▽
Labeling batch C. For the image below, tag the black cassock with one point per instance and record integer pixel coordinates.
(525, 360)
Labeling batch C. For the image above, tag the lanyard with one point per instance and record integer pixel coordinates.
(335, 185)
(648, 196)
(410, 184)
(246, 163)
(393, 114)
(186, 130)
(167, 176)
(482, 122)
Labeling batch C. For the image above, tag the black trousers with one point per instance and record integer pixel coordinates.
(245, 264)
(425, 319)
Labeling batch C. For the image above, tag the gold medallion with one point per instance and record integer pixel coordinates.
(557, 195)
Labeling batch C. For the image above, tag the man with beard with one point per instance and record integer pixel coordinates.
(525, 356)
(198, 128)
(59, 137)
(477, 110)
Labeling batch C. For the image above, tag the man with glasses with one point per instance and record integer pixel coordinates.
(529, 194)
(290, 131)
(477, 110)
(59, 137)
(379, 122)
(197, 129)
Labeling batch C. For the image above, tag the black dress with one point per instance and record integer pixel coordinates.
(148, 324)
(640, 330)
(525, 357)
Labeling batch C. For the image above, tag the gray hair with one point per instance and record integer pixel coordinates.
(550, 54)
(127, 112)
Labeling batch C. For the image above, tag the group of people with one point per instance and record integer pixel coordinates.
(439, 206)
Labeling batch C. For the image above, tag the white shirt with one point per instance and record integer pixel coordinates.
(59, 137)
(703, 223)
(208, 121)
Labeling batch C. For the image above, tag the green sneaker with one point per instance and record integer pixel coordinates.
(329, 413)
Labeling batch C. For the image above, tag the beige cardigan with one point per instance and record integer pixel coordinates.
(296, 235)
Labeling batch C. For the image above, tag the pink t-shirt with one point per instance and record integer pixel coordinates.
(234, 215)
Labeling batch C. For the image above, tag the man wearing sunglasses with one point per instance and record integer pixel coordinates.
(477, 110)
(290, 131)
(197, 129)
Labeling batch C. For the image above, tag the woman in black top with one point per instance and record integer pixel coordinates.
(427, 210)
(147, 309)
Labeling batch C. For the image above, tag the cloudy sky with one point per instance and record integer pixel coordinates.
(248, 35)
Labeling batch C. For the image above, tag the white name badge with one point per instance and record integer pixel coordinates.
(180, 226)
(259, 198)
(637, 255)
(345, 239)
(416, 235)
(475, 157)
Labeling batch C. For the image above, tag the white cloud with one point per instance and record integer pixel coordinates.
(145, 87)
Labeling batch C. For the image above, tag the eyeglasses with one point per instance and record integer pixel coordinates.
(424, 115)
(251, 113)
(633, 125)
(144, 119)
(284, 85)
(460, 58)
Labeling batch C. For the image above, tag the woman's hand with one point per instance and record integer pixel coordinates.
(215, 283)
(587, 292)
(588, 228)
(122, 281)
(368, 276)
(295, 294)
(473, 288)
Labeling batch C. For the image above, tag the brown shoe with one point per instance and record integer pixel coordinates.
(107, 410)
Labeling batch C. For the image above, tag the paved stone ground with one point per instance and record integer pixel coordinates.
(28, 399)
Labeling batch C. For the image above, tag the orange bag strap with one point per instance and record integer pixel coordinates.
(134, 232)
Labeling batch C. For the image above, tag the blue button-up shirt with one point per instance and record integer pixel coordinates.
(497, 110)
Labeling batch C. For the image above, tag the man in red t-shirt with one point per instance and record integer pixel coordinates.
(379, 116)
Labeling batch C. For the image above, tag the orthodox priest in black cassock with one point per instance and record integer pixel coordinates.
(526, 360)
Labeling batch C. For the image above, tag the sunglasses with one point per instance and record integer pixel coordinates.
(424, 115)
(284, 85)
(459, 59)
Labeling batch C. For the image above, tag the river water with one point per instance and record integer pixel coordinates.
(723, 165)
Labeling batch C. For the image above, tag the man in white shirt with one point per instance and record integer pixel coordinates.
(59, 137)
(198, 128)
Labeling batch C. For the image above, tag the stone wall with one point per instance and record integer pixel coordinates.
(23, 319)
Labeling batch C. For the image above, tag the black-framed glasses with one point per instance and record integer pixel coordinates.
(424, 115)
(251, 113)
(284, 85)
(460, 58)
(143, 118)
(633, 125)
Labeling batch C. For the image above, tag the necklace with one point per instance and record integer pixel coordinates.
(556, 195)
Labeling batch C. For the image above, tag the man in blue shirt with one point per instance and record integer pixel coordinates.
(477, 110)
△
Output the listing above exactly, keeping each line as it was.

RESULT OF THE TASK
Labeling batch C. For the image below, tag the black cassock with one point per instance and record integer pixel coordinates.
(525, 360)
Labeling batch C. For the image above, tag the lanyard with one point per instance and record integer pixel coordinates.
(335, 185)
(648, 196)
(410, 184)
(246, 163)
(393, 114)
(186, 130)
(167, 176)
(482, 122)
Labeling batch C. For the image above, tag the black trousers with one point per instance and record integer pixel coordinates.
(245, 264)
(425, 319)
Labeling batch C. For the image above, tag the gold medallion with one point per instance and record integer pixel coordinates.
(557, 195)
Labeling batch C. For the image above, tag the man with beard with one point per instance and record integer pixel coordinates.
(525, 356)
(198, 128)
(59, 137)
(477, 110)
Labeling batch C. For the image above, tag the man with glasses with one point per instance and record integer pixel coordinates.
(529, 194)
(290, 131)
(477, 110)
(59, 137)
(379, 122)
(197, 129)
Labeling batch C. For the image above, tag the black dress with one point per instance and record integer pixel coordinates.
(148, 324)
(640, 330)
(525, 357)
Labeling batch C. For the image above, tag the gray hair with one point per instance and record integer pixel coordinates.
(550, 54)
(127, 112)
Labeling batch C. For the image above, tag the group of people with one point per instance and record integer pixel coordinates.
(439, 206)
Labeling batch C. For the image above, tag the white shirt with one point per instance and record integer pixel coordinates.
(59, 137)
(703, 223)
(208, 121)
Labeling batch C. For the image above, tag the green sneaker with one point per instance and record integer pixel coordinates.
(329, 413)
Labeling batch C. For the image above, tag the beige cardigan with one point per instance and record integer pixel coordinates.
(296, 235)
Labeling batch C. For the image above, tag the pink t-shirt with one point per instance and record integer pixel coordinates.
(234, 215)
Labeling batch C. For the image above, tag the man wearing sunglasses with one point per instance and record integer pixel coordinates.
(477, 110)
(290, 131)
(197, 129)
Labeling batch C. For the image above, tag the woman in black top with one point per instance and record integer pixel coordinates.
(427, 210)
(147, 309)
Labeling batch C. For the image above, tag the cloudy sky with one point per instance and record integer pixel coordinates.
(248, 35)
Labeling batch C. For the image above, tag the white name badge with one point per instance and record integer pixel coordinates.
(180, 226)
(259, 198)
(637, 255)
(345, 239)
(416, 235)
(475, 157)
Labeling batch C. For the image above, tag the white cloud with one point per instance and record integer pixel coordinates.
(145, 87)
Labeling batch C. For the image above, tag the eyeglasses with one point per instance and record integer pixel coordinates.
(424, 115)
(251, 113)
(633, 125)
(144, 119)
(284, 85)
(460, 58)
Labeling batch C. For the image above, tag the woman's hand with one point per instance and record integer pixel coordinates.
(215, 283)
(587, 292)
(588, 228)
(122, 281)
(368, 276)
(295, 294)
(473, 288)
Labeling batch C. For the image above, tag the brown shoe with one point per instance and record integer pixel coordinates.
(107, 410)
Labeling batch C. For the image above, tag the paved stone ground with one point per instance and record integer pixel coordinates.
(28, 399)
Labeling batch C. For the image above, tag the orange bag strap with one point per instance and record integer pixel coordinates.
(134, 232)
Labeling batch C. For the image above, tag the blue button-up shirt with one point per instance and record integer pixel coordinates.
(497, 110)
Labeling batch C. For the image above, tag the man in red t-shirt with one point per instance and record integer pixel coordinates.
(379, 116)
Labeling batch C. For the image above, tag the orthodox priest in black cassock with one point per instance and record integer pixel coordinates.
(526, 360)
Labeling batch C. For the image above, tag the sunglasses with one point per instance and record integer pixel coordinates.
(424, 115)
(284, 85)
(459, 59)
Labeling batch C. For the image above, tag the river water with one point per instance and record integer pixel coordinates.
(723, 165)
Labeling batch C. For the image above, tag the man in white shirt with one point per instance and record integer pixel coordinates.
(59, 137)
(198, 128)
Labeling batch C. For the image above, tag the stone wall with one point per instance and record integer pixel coordinates.
(23, 319)
Labeling batch C. For the image above, tag the black-framed glasses with one point per instance and record integer pixel coordinates.
(424, 115)
(251, 113)
(284, 85)
(460, 58)
(143, 118)
(633, 125)
Labeling batch C. For the image above, tag the necklace with one point per instance and record integer pixel coordinates.
(556, 195)
Labeling batch C. For the image above, tag the man in blue shirt with one point per instance and record integer pixel coordinates.
(477, 110)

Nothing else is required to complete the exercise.